What this task involves - Can you write out the records again, starting at the line that contains "out the slotted" and stopping after the line that contains "(1001, 715)", with the requests included? Multiply each coordinate in the answers by 0.2 and round to a whole number, rounding halves up, but keep the numbers in the requests and their format samples unchanged.

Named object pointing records
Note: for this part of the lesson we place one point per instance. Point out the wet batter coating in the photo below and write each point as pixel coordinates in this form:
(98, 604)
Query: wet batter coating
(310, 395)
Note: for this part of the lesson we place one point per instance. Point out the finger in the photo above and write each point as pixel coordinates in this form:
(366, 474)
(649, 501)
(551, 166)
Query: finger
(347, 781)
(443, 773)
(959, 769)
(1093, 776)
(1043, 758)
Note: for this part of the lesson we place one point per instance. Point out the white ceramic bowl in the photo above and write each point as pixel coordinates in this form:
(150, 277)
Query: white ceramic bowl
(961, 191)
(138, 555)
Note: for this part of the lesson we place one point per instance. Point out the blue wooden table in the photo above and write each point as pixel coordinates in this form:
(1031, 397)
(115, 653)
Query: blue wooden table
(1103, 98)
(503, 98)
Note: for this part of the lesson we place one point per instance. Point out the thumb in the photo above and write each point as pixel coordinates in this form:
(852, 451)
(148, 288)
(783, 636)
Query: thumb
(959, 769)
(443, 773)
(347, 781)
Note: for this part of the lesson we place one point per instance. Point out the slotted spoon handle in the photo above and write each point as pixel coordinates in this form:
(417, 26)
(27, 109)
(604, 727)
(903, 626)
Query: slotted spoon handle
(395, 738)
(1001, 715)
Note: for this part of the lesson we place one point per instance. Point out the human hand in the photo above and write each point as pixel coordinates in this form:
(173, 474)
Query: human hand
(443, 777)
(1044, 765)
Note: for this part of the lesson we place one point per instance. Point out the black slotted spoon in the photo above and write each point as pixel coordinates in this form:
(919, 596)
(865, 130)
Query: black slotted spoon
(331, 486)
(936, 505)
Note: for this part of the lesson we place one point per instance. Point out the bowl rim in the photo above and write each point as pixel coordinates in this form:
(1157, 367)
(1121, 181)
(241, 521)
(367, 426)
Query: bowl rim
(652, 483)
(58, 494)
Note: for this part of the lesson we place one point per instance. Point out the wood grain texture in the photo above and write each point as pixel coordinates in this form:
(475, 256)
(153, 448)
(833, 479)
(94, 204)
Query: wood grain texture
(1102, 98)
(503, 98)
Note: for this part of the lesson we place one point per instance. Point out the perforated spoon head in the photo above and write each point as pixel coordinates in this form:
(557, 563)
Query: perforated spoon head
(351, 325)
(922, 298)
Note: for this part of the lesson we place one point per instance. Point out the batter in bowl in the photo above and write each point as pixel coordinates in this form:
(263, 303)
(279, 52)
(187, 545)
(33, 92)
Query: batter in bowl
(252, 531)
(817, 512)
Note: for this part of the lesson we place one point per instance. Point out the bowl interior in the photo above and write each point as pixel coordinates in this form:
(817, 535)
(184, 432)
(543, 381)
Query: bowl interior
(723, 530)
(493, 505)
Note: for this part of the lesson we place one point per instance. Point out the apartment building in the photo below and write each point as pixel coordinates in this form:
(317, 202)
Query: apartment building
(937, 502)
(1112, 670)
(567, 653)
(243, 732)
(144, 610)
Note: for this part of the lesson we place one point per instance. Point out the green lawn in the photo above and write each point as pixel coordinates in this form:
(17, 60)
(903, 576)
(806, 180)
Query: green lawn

Reply -
Note: for this part of the lesson we place one point per instance. Point out the slotted spoon handle in the photo above and write each point as pixel coordinates in this form:
(417, 26)
(27, 109)
(604, 727)
(903, 626)
Query: slotted spoon handle
(79, 148)
(200, 143)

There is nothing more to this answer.